In full and without deviation, write out the entries that follow.

**Material for the task:**
========================
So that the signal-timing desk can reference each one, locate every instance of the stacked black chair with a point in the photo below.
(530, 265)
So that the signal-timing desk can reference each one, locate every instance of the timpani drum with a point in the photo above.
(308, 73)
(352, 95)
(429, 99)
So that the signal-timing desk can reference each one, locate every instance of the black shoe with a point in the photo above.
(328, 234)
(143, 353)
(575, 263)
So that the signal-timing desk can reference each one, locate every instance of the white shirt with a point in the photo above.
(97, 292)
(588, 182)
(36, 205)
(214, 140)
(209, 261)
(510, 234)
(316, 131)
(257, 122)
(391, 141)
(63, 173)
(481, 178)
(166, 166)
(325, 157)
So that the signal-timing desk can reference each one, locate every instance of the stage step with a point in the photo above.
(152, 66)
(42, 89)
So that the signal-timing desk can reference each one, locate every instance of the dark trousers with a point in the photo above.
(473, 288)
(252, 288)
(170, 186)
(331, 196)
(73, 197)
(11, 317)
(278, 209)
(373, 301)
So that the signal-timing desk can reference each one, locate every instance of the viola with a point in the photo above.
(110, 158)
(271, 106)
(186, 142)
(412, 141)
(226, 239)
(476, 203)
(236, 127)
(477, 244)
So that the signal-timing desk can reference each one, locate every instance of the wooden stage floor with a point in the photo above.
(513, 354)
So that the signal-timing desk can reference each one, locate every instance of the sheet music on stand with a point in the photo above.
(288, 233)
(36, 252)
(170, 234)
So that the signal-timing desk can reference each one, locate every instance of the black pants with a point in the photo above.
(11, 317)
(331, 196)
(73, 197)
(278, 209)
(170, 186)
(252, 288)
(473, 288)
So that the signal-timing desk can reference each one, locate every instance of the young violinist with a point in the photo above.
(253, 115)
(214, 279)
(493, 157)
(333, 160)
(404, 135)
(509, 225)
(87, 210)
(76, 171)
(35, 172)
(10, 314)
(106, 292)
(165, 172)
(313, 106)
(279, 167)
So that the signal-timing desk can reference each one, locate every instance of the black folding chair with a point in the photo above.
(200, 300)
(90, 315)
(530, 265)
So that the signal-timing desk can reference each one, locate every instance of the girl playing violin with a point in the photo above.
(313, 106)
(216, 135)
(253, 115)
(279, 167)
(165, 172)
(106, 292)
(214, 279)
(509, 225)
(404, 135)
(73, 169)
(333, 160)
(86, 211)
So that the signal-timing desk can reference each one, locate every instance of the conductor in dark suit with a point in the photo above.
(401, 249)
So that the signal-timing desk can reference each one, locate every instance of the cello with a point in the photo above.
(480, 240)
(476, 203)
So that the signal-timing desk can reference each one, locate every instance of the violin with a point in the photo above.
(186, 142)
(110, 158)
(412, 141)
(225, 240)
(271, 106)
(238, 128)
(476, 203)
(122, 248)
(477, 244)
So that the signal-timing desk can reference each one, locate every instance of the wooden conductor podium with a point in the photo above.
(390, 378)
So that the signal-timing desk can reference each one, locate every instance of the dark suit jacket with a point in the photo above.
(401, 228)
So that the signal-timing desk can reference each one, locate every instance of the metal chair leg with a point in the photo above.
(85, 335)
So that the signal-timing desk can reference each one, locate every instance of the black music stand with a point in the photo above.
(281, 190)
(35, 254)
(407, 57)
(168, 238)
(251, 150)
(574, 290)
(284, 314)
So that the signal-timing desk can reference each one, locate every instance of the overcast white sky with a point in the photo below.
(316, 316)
========================
**Task solution:**
So that the signal-timing desk can reference each one, locate every instance of the stacked black chair with a point in the photo below.
(530, 265)
So that the signal-timing desk can reference each one, locate every instance of the timpani drum with a point in the photo above.
(308, 73)
(352, 95)
(429, 99)
So that the signal-timing desk can reference each one, locate every instance of the black shoe with a point in the photo above.
(328, 234)
(143, 353)
(575, 263)
So that the signal-timing desk can reference each one, locate every instance of the white shirt with a point in the photo above.
(97, 292)
(588, 182)
(36, 205)
(214, 140)
(209, 261)
(510, 234)
(316, 131)
(257, 122)
(391, 141)
(63, 173)
(481, 178)
(166, 166)
(325, 157)
So that the signal-timing desk can reference each one, locate every instance of the stage step with a point in the photo above.
(152, 66)
(42, 89)
So that the signal-timing desk can reference each one, locate every instance of the dark trousers with a point in the photo above.
(473, 288)
(252, 288)
(170, 186)
(331, 196)
(73, 197)
(11, 317)
(278, 209)
(373, 301)
So that the signal-timing desk can reference each one, locate every instance of the viola with a point in the photo above.
(110, 158)
(271, 106)
(186, 142)
(412, 141)
(226, 239)
(476, 203)
(236, 127)
(477, 244)
So that the signal-timing desk can reference each one, locate every instance of the wooden stage floor with a point in the photo above.
(513, 354)
So that the signal-timing desk can reference each one, locate every instance of the sheet music on stand with a point in the photo above.
(288, 233)
(36, 252)
(170, 234)
So that the signal-timing desk can reference each one, locate every instance of the black pants with a point in the photo above.
(11, 317)
(331, 196)
(73, 197)
(278, 209)
(170, 186)
(252, 288)
(473, 288)
So that the signal-timing desk can reference each one, locate every instance of the young violinist with a point in the photo above.
(253, 115)
(214, 279)
(493, 157)
(333, 160)
(404, 135)
(509, 225)
(87, 210)
(76, 171)
(35, 172)
(10, 314)
(106, 292)
(165, 172)
(313, 106)
(279, 167)
So that the signal-timing desk can reference each one, locate every instance of the black folding chair with a point in the photo above.
(200, 300)
(90, 315)
(530, 265)
So that the signal-timing desk can reference each one, locate every instance of the girl playing violin with a point in the photo above.
(313, 106)
(216, 135)
(253, 115)
(279, 167)
(165, 172)
(106, 292)
(214, 279)
(509, 225)
(404, 135)
(73, 169)
(333, 160)
(86, 211)
So that the signal-timing desk can reference each one, locate every instance of the conductor in dark suit with a point in the photo above.
(401, 249)
So that the signal-timing desk can reference each one, locate every instance of the cello with a point in the photo above.
(480, 240)
(476, 203)
So that the signal-timing desk can reference each one, locate every instance of the violin with a point in the photo above.
(186, 142)
(110, 158)
(412, 141)
(225, 240)
(271, 106)
(238, 128)
(476, 203)
(122, 248)
(477, 244)
So that the signal-timing desk can reference each one, locate every instance of the wooden conductor podium with a point in the photo above.
(390, 378)
So that the signal-timing desk can reference each one, locate every instance of the dark suit jacket with a point in the photo above.
(401, 228)
So that the signal-timing desk can reference each one, locate every instance of the metal chair leg with a point in the photo above.
(85, 335)
So that the signal-timing desk can reference each one, locate every instance of the black music stand with a point in the photo above.
(281, 190)
(35, 254)
(407, 57)
(168, 238)
(251, 150)
(574, 290)
(284, 314)
So that the signal-timing desk can reference each one, locate every instance of the overcast white sky with a point in the photo below.
(316, 316)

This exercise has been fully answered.